Aim → Copy the rows again, starting at the line that has "face --shape polygon" and stopping after the line that has "[[[74,288],[60,274],[14,271],[30,291],[46,293],[73,293]]]". Swap "ridge" for "crest", keep everything else the same, and leave the pictures out.

Task input →

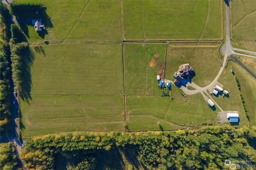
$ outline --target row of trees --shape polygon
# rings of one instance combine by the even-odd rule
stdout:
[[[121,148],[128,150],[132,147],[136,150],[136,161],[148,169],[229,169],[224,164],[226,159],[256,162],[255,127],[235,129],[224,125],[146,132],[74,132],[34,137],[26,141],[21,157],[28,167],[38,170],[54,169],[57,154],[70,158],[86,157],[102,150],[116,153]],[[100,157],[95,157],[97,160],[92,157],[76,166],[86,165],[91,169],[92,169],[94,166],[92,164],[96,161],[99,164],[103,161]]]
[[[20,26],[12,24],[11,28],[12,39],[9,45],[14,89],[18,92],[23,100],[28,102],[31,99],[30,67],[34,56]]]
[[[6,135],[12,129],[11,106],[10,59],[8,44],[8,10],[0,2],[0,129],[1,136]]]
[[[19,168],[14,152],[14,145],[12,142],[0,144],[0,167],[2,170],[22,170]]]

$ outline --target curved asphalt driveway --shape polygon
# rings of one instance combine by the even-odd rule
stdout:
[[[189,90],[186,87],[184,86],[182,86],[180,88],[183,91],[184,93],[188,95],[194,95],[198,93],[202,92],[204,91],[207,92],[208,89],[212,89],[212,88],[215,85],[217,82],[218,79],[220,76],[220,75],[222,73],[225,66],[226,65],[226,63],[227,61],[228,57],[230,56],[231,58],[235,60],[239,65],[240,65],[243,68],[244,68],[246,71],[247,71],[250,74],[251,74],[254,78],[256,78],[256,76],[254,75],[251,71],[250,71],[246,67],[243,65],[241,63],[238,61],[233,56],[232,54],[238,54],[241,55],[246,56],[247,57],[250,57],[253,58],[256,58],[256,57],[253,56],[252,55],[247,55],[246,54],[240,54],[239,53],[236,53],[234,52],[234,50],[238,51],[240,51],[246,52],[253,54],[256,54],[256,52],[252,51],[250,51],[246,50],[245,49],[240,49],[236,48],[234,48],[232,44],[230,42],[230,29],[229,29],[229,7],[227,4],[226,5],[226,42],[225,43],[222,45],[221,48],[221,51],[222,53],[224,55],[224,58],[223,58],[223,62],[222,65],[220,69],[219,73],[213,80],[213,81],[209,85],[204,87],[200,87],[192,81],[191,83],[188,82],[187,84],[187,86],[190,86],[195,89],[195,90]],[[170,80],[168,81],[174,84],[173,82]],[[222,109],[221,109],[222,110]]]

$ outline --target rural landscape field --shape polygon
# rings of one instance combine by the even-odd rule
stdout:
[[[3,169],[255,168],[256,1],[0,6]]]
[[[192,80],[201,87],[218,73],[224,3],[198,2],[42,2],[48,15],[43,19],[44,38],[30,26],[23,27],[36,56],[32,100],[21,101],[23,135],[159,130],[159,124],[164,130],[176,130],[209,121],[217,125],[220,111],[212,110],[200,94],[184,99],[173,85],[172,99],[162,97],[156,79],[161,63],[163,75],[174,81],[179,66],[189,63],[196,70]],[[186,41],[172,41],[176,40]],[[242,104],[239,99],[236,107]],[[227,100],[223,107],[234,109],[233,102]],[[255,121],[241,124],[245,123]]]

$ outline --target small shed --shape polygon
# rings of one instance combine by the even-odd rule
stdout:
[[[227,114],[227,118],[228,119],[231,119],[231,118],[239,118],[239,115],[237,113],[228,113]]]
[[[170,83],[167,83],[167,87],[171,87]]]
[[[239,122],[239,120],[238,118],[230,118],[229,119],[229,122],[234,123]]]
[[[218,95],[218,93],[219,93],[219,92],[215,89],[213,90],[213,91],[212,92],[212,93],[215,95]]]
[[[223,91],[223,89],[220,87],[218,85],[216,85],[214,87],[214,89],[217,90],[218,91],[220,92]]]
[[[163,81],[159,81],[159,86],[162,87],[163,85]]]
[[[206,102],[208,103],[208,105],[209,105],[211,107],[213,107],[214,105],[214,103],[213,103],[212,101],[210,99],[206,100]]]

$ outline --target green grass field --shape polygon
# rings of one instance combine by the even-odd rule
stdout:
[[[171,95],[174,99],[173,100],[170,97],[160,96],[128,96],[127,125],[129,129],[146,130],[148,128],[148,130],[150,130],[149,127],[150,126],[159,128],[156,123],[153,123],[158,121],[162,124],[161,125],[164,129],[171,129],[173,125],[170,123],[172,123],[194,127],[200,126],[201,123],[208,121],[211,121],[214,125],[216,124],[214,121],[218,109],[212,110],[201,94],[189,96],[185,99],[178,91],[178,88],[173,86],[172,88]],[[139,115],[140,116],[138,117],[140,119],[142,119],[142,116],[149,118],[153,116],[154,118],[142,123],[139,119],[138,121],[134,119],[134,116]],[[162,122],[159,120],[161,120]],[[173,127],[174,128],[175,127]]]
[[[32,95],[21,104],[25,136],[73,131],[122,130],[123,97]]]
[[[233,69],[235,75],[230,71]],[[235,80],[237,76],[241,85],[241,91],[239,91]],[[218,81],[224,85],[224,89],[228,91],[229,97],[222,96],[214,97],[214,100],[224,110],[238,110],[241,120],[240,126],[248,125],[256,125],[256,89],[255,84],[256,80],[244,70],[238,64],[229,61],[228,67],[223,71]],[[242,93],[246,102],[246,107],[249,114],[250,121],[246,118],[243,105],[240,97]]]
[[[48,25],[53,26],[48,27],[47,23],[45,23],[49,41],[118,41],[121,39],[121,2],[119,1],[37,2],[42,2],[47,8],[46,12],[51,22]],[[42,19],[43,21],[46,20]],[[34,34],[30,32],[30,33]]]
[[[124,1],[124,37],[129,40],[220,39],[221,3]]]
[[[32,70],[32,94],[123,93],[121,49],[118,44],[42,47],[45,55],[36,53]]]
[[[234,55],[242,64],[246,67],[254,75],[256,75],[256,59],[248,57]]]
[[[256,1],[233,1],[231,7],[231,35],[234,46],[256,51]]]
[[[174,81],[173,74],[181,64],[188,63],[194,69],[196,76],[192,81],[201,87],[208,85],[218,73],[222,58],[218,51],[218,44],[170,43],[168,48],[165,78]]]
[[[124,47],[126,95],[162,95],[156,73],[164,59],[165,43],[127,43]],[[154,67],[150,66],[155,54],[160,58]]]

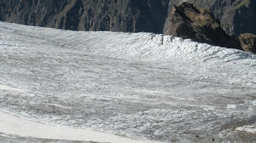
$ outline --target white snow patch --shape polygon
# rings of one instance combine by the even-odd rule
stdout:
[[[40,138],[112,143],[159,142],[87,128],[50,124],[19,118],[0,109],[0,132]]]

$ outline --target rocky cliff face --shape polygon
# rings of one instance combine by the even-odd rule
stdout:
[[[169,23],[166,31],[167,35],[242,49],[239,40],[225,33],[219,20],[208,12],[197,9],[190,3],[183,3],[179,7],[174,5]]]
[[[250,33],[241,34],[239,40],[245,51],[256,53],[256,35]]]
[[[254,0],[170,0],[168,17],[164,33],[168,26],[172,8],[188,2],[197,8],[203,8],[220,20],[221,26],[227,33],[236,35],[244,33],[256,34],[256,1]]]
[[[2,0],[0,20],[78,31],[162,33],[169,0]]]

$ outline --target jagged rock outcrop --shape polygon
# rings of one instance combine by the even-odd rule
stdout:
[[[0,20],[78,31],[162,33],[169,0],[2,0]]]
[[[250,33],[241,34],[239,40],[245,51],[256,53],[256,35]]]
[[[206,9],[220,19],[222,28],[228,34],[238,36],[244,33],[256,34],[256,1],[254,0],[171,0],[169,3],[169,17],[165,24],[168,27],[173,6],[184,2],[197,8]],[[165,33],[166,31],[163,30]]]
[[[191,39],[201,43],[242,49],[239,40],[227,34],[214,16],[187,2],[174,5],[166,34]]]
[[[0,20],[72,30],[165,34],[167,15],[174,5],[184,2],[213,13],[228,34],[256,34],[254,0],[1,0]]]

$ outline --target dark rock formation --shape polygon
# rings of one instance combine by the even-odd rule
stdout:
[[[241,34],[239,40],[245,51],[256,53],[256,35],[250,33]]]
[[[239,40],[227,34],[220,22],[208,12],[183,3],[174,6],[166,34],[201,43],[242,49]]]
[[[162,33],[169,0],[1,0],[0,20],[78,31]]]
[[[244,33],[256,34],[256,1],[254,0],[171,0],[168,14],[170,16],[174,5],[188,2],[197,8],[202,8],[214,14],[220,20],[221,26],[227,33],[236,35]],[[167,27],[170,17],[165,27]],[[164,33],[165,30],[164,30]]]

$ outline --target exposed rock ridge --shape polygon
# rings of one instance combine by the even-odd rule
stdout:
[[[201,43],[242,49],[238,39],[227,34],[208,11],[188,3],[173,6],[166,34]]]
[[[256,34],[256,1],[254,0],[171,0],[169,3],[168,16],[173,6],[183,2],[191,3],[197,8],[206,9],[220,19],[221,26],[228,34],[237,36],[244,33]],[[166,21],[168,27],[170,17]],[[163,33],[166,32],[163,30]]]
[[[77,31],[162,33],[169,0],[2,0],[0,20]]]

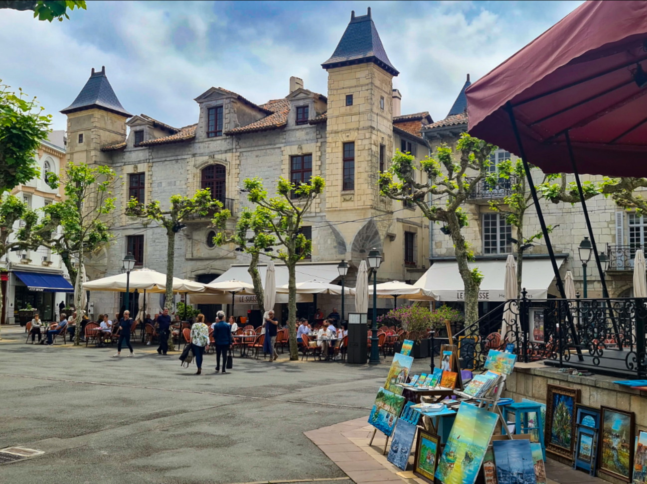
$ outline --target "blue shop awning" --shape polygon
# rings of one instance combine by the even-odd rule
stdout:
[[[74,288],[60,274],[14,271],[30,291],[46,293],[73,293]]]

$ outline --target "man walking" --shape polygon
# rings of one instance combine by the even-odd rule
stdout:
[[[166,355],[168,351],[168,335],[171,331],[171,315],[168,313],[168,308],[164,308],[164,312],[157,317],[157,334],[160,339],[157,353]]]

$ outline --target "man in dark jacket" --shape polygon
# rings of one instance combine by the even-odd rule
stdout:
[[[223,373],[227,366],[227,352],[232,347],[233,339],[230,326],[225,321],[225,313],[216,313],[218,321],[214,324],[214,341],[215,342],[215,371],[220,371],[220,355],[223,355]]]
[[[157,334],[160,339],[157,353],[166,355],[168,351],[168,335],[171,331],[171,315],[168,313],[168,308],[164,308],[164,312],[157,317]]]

Task response →
$ outline --target rocky cliff face --shape polygon
# rings of one instance combine by the even-odd rule
stdout:
[[[169,23],[166,31],[167,35],[242,49],[239,40],[225,33],[219,20],[208,12],[197,9],[190,3],[183,3],[179,7],[174,5]]]
[[[250,33],[241,34],[239,40],[245,51],[256,53],[256,35]]]
[[[254,0],[170,0],[168,17],[164,33],[168,26],[172,8],[188,2],[197,8],[203,8],[220,20],[221,26],[227,33],[236,35],[244,33],[256,34],[256,1]]]
[[[2,0],[0,20],[78,31],[162,33],[169,0]]]

$ outline --target jagged rock outcrop --shape polygon
# rings of one instance combine by the even-odd rule
stdout:
[[[0,20],[78,31],[162,33],[169,0],[2,0]]]
[[[250,33],[241,34],[239,40],[245,51],[256,53],[256,35]]]
[[[206,9],[220,19],[222,28],[228,34],[238,36],[244,33],[256,34],[256,1],[254,0],[171,0],[169,3],[169,17],[165,24],[168,27],[173,6],[184,2],[197,8]],[[165,33],[166,31],[163,30]]]
[[[191,39],[201,43],[242,49],[239,40],[227,34],[214,16],[187,2],[174,5],[166,34]]]
[[[0,20],[72,30],[165,34],[167,15],[174,5],[184,2],[213,13],[228,34],[256,34],[254,0],[1,0]]]

$ outline --target dark rock formation --shape polygon
# rings of one instance combine by the even-odd rule
stdout:
[[[241,34],[239,40],[245,51],[256,53],[256,35],[250,33]]]
[[[239,40],[227,34],[220,22],[208,12],[183,3],[174,6],[166,34],[201,43],[242,49]]]
[[[162,33],[169,0],[1,0],[0,20],[78,31]]]
[[[244,33],[256,34],[256,1],[254,0],[171,0],[168,14],[170,16],[174,5],[188,2],[197,8],[202,8],[214,14],[220,20],[221,26],[227,33],[236,35]],[[167,27],[170,17],[165,27]],[[164,33],[165,30],[164,30]]]

$ outline --target exposed rock crest --shape polygon
# rings of one instance combine by the even-odd rule
stdout:
[[[201,43],[242,49],[238,39],[227,34],[208,11],[188,3],[173,6],[166,34]]]
[[[256,34],[256,1],[254,0],[171,0],[169,3],[168,16],[173,6],[183,2],[191,3],[197,8],[206,9],[220,19],[221,26],[228,34],[237,36],[244,33]],[[166,21],[168,27],[170,17]],[[163,33],[166,32],[163,30]]]
[[[77,31],[162,33],[169,0],[2,0],[0,20]]]

$ outline --target "blue shop awning" --shape polygon
# rings of one instance combine by the even-odd rule
stdout:
[[[74,288],[60,274],[14,271],[30,291],[46,293],[73,293]]]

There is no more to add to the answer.